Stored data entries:
»»

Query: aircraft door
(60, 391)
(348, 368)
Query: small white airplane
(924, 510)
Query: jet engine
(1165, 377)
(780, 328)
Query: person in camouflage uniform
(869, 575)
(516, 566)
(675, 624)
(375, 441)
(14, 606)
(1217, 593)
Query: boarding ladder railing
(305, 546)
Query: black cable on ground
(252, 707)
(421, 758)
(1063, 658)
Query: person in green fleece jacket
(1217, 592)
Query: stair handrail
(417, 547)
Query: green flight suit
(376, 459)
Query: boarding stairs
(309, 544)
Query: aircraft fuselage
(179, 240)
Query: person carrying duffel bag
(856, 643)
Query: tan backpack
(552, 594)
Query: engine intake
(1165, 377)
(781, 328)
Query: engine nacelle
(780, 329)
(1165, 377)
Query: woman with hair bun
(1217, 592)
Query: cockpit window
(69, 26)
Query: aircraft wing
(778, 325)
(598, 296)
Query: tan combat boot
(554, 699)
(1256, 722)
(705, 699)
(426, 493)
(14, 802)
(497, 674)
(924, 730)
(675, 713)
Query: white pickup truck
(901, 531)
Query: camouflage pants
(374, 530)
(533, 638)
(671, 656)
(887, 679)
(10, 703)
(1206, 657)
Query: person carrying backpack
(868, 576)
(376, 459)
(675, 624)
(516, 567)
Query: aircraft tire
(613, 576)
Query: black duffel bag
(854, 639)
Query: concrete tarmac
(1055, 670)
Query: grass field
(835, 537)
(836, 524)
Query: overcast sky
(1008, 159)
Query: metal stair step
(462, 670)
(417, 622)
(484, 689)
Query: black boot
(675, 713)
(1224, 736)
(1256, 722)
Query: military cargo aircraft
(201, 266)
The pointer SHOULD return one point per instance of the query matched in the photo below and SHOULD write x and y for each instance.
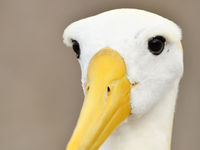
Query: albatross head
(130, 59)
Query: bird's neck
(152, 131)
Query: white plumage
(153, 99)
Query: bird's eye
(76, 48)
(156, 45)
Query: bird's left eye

««

| Given problem |
Every record above should be written out again without change, except that the pictures are left out.

| Exercise answer |
Query: aircraft door
(60, 391)
(348, 368)
Query: small white airplane
(924, 510)
Query: jet engine
(1165, 377)
(780, 328)
Query: person in camouflage uniform
(869, 575)
(516, 566)
(675, 624)
(375, 441)
(14, 606)
(1217, 593)
Query: boarding ladder railing
(305, 546)
Query: black cable on ground
(252, 707)
(421, 758)
(1063, 658)
Query: person in green fleece jacket
(1217, 592)
Query: stair handrail
(417, 547)
Query: green flight suit
(376, 459)
Query: boarding stairs
(309, 544)
Query: aircraft fuselage
(179, 240)
Query: person carrying duffel bag
(856, 643)
Query: tan backpack
(552, 594)
Query: engine intake
(1165, 377)
(781, 328)
Query: engine nacelle
(780, 329)
(1165, 377)
Query: woman with hair bun
(1217, 592)
Query: cockpit window
(69, 26)
Query: aircraft wing
(778, 325)
(598, 296)
Query: tan combat boot
(554, 699)
(1256, 722)
(705, 699)
(426, 493)
(14, 802)
(497, 674)
(924, 730)
(675, 713)
Query: white pickup truck
(901, 531)
Query: camouflage pants
(374, 530)
(533, 638)
(671, 656)
(887, 679)
(10, 703)
(1206, 657)
Query: person carrying backpack
(868, 576)
(376, 459)
(675, 624)
(516, 567)
Query: aircraft tire
(613, 576)
Query: black duffel bag
(854, 639)
Query: concrete tarmac
(1055, 670)
Query: grass field
(835, 537)
(836, 524)
Query: overcast sky
(1008, 159)
Query: metal stair step
(462, 670)
(417, 622)
(484, 689)
Query: black boot
(675, 713)
(1224, 736)
(1256, 722)
Query: military cargo aircraft
(201, 266)
The pointer SHOULD return one point per instance of the query matched in the photo below and SHOULD write x and y for each instance.
Query: albatross head
(130, 59)
Query: bird's neck
(152, 131)
Query: white plumage
(153, 99)
Query: bird's eye
(76, 48)
(156, 45)
Query: bird's left eye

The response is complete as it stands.